Where a picture occurs in the data, omit it, and copy all remaining data exactly.

#### GIVEN INFORMATION ####

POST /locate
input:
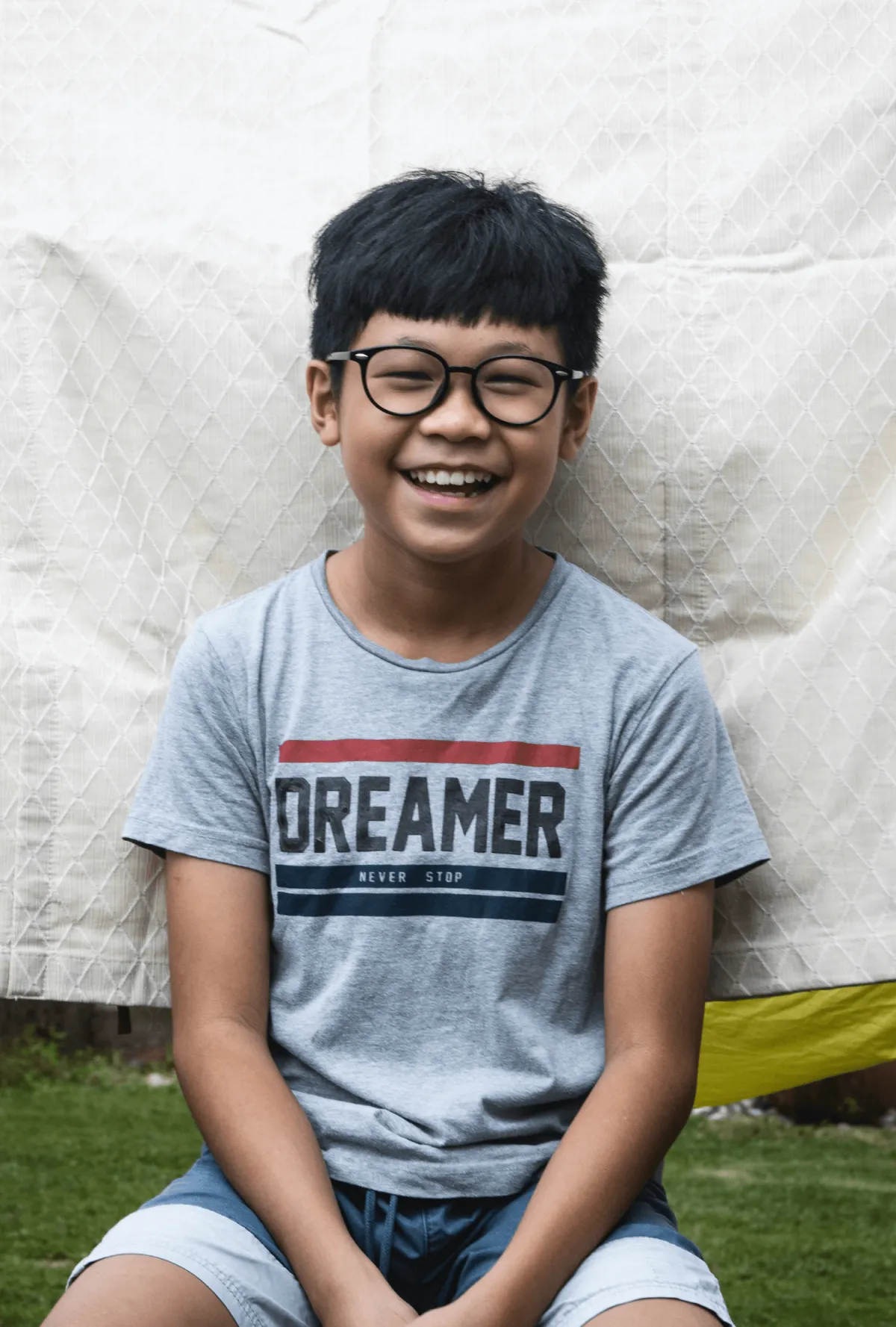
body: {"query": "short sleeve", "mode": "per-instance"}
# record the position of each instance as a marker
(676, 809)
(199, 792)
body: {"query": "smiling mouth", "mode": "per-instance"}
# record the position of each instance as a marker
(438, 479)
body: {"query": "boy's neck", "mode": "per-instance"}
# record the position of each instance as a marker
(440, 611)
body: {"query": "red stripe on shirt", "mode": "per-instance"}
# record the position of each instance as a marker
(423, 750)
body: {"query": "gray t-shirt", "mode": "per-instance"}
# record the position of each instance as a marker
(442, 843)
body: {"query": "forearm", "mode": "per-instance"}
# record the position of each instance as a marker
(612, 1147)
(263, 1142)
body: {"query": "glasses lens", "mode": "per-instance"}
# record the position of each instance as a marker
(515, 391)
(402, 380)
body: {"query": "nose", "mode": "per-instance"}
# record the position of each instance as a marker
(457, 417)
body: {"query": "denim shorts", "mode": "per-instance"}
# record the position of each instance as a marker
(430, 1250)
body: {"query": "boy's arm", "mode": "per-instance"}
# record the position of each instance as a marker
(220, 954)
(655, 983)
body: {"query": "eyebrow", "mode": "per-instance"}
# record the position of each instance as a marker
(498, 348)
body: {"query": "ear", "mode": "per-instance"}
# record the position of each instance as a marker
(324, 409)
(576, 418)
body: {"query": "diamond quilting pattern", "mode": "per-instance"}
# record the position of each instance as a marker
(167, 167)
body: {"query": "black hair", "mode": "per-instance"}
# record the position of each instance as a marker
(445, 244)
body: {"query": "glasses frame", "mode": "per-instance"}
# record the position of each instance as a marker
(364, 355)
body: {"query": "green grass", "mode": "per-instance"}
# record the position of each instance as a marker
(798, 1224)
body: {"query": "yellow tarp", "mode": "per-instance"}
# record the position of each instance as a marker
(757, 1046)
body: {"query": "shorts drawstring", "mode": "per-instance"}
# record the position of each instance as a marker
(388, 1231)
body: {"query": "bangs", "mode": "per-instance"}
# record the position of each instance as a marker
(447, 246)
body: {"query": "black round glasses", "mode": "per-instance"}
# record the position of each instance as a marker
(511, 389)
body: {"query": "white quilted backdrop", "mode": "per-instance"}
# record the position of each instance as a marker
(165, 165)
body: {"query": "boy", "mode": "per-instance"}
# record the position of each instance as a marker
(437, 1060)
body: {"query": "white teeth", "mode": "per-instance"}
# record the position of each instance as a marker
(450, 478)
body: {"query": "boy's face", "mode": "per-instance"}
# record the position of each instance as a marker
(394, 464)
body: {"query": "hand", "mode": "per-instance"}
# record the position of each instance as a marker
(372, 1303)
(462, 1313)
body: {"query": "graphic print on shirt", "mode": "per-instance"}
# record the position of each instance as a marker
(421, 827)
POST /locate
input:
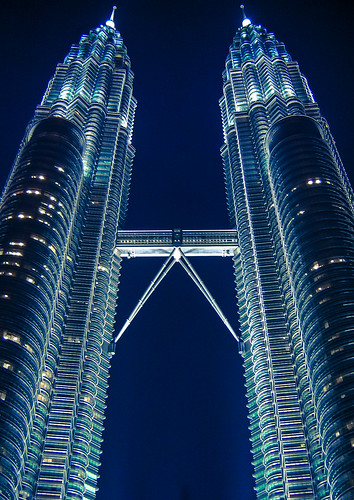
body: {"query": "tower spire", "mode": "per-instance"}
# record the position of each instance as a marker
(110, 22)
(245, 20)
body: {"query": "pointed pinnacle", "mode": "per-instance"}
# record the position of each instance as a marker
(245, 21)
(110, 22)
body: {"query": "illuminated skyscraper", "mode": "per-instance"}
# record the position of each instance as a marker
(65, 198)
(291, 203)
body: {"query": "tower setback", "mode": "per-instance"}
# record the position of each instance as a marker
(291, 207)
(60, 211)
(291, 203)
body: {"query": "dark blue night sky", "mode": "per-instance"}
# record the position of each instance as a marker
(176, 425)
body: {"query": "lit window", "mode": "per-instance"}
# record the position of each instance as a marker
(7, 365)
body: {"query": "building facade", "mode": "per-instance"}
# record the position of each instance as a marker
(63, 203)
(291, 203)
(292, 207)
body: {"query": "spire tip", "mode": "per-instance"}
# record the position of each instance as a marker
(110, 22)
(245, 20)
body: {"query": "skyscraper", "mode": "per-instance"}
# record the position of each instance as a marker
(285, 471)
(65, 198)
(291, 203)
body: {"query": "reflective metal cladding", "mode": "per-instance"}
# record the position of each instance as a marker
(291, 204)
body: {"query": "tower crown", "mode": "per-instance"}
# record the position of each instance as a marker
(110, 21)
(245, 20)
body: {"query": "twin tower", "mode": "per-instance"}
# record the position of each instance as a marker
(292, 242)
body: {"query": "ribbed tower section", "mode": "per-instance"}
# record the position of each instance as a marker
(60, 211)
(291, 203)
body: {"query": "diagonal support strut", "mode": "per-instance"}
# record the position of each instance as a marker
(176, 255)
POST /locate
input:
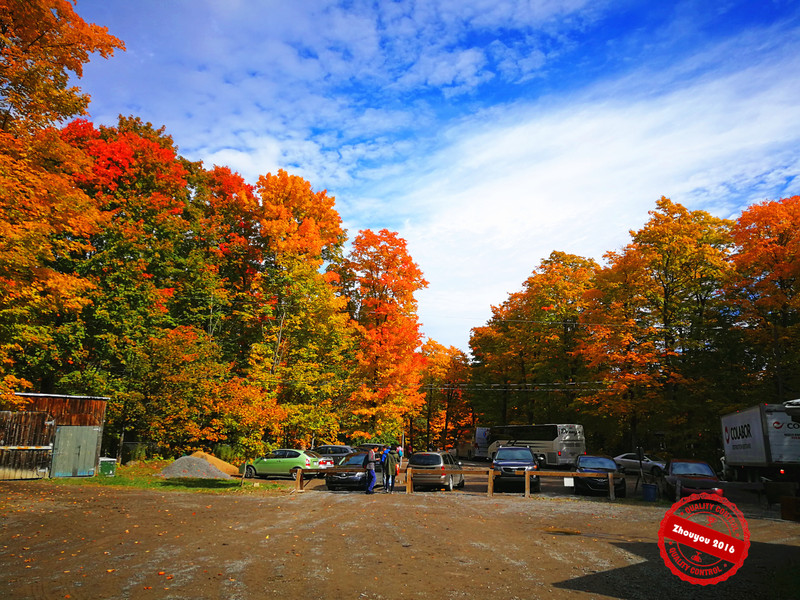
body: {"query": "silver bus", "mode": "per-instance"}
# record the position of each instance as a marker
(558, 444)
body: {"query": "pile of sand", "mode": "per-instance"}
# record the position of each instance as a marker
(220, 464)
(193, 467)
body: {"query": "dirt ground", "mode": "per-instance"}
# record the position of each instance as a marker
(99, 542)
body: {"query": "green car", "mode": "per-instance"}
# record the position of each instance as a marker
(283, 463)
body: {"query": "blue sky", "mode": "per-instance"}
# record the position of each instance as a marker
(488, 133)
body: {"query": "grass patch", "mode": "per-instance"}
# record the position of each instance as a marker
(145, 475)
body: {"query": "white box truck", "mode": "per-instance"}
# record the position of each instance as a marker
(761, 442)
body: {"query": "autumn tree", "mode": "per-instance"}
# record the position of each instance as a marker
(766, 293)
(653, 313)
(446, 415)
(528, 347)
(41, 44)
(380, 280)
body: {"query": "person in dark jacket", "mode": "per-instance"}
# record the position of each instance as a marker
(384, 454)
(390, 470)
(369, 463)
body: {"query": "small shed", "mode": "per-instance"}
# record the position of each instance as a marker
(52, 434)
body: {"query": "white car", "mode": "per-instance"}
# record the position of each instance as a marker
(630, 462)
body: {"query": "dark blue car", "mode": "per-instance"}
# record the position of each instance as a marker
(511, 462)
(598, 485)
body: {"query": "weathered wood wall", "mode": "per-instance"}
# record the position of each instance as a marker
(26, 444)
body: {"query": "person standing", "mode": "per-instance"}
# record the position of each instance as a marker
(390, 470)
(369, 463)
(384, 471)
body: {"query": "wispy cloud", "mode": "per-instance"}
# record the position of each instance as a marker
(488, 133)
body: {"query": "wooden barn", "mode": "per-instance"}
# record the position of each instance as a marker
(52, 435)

####

» **EXERCISE RESPONSE**:
POST /locate
input:
body: {"query": "short sleeve", "mode": "per-instance"}
# record the position of each instance as a marker
(676, 809)
(199, 792)
body: {"query": "smiling mouth", "mode": "per-instance"}
# record the position of each instance as a marker
(438, 479)
body: {"query": "boy's neck", "mode": "per-instance"}
# record the position of each instance as a marker
(440, 611)
body: {"query": "red stripe on shirt", "mode": "per-instance"}
# record the position of each instance as a marker
(423, 750)
body: {"query": "gray t-shirt", "mode": "per-instance"}
# record the position of each instance as a marker
(442, 843)
body: {"query": "forearm", "mode": "per-instance"}
# record the position of each instance as a marker
(612, 1147)
(263, 1142)
body: {"query": "glasses lens", "mode": "per-instance"}
# record the position of each instance as a marker
(515, 391)
(402, 380)
body: {"query": "nose", "mode": "per-instance"}
# record the position of each instance as a marker
(457, 417)
body: {"query": "denim shorts", "mode": "per-instance"}
# record the position of each instance as a marker
(430, 1250)
body: {"query": "boy's arm", "mode": "per-instance"}
# record the position of each instance as a marker
(220, 954)
(655, 983)
body: {"query": "eyebrow", "mode": "per-instance"}
# record the position of each instance as a marker
(498, 348)
body: {"query": "ear", "mode": "per-instance"}
# record the position of each instance as a marker
(324, 409)
(576, 418)
body: {"query": "diamond quilting pattern", "mode": "per-instance"}
# record the position of each instance as a marker
(167, 167)
body: {"query": "black hair", "mode": "per-instance"}
# record the position of each instance as a marker
(445, 244)
body: {"query": "glasses frame", "mode": "per-instance"}
# record the position of each instance as a marker
(364, 355)
body: {"query": "green grass", "mode": "per-instance"}
# record the position of each instance as a marker
(798, 1224)
body: {"query": "yellow tarp", "mode": "per-instance"}
# record the position of each instance as a marker
(757, 1046)
body: {"query": "shorts drawstring", "mode": "per-instance"}
# record the position of each instance as a marker
(388, 1231)
body: {"query": "bangs", "mode": "per-instance"}
# record the position of each instance as a marker
(447, 246)
body: {"query": "black round glasses", "mode": "per-instance"}
# record the position of each instance as a marker
(511, 389)
body: {"query": "white quilted backdrop", "mode": "per-instance"}
# record the position of each instance as a marker
(165, 165)
body: {"query": "boy", "mode": "per-instance"}
# record the position of each instance as a marker
(437, 1060)
body: {"query": "white teeth", "mode": "per-instance"}
# record the position of each instance as a marker
(450, 478)
body: {"query": "boy's face", "mode": "per-instance"}
# record the position of each instance as a marker
(394, 464)
body: {"query": "hand", "mode": "per-instance"}
# record the position of each instance as a marker
(372, 1303)
(462, 1313)
body: {"query": "graphic print on shirt", "mode": "per-instance"}
# record the position of each instance as a marker
(421, 827)
POST /locate
input:
body: {"query": "tower spire", "mode": "per-instance"}
# record the position of each instance as a marker
(110, 22)
(245, 20)
body: {"query": "pointed pinnacle", "mode": "per-instance"}
# record the position of each instance as a marker
(245, 21)
(110, 22)
body: {"query": "illuminated skyscraper", "mode": "per-instance"}
# record the position of each instance as a marker
(65, 198)
(291, 203)
body: {"query": "tower setback", "mode": "per-instance"}
# record the position of each instance as a marker
(291, 207)
(60, 211)
(291, 203)
body: {"query": "dark blue night sky", "mode": "per-instance"}
# record the position of each instance as a marker
(176, 425)
body: {"query": "lit window", "mode": "per-instance"}
# record the position of each instance as a marker
(7, 365)
body: {"query": "building facade", "mode": "per-instance"}
# record the position of each instance as a marker
(63, 203)
(291, 203)
(292, 207)
body: {"query": "spire tip", "mode": "per-instance"}
# record the position of each instance as a marker
(110, 22)
(245, 20)
body: {"query": "skyscraper", "mode": "per-instance"}
# record the position of each instance as a marker
(285, 471)
(65, 198)
(291, 203)
body: {"query": "reflective metal cladding", "mode": "per-instance"}
# record the position of each instance as a marker
(291, 204)
body: {"query": "tower crown", "mode": "per-instance"}
# record the position of each instance as a marker
(110, 21)
(245, 20)
body: {"query": "twin tower", "mode": "per-instance"}
# record the position of each instance as a marker
(292, 242)
body: {"query": "ribbed tower section", "mode": "per-instance"}
# record the position of each instance as a marker
(60, 211)
(291, 203)
body: {"query": "diagonal support strut", "mode": "per-instance"}
# record the position of each instance as a marker
(176, 255)
POST /locate
input:
body: {"query": "silver bus", "mode": "per-instance"}
# record the position of each instance as a marker
(558, 444)
body: {"query": "pile of sand", "mode": "per-instance"}
# record the position of each instance as a marker
(220, 464)
(193, 467)
body: {"query": "dirt ground", "mode": "per-instance"}
# record the position of each instance as a marker
(99, 542)
body: {"query": "green car", "mode": "per-instance"}
# record the position of each instance as a marker
(283, 463)
body: {"query": "blue sky", "mode": "per-instance"}
# record the position of each instance as a marker
(488, 133)
body: {"query": "grass patch", "mode": "per-instance"}
# record the position of each instance as a marker
(145, 475)
body: {"query": "white box truck", "mode": "per-instance"}
# record the position of each instance as a marker
(761, 442)
body: {"query": "autumn tree", "mode": "per-instance"}
# record the position of each instance as a marker
(766, 293)
(653, 313)
(446, 415)
(528, 347)
(41, 44)
(380, 280)
body: {"query": "person in dark jacket", "mode": "per-instance"}
# record the position of each instance as a marker
(384, 454)
(390, 470)
(369, 463)
body: {"query": "small shed", "mode": "per-instance"}
# record the position of each instance as a marker
(52, 434)
body: {"query": "white car", "mode": "per-instance"}
# record the position of each instance as a marker
(630, 462)
body: {"query": "dark blue car", "mode": "per-instance"}
# record the position of each instance as a marker
(511, 462)
(598, 485)
body: {"query": "weathered wood wall", "mode": "per-instance"}
# record the position of each instance as a marker
(26, 444)
body: {"query": "person standing", "mode": "per-instance"}
# record the position of each instance as a marker
(390, 470)
(369, 463)
(384, 471)
body: {"query": "wispy cloud", "mode": "per-instance"}
# record the position of each instance as a marker
(488, 133)
body: {"query": "wooden barn", "mode": "per-instance"}
# record the position of each instance as a marker
(52, 435)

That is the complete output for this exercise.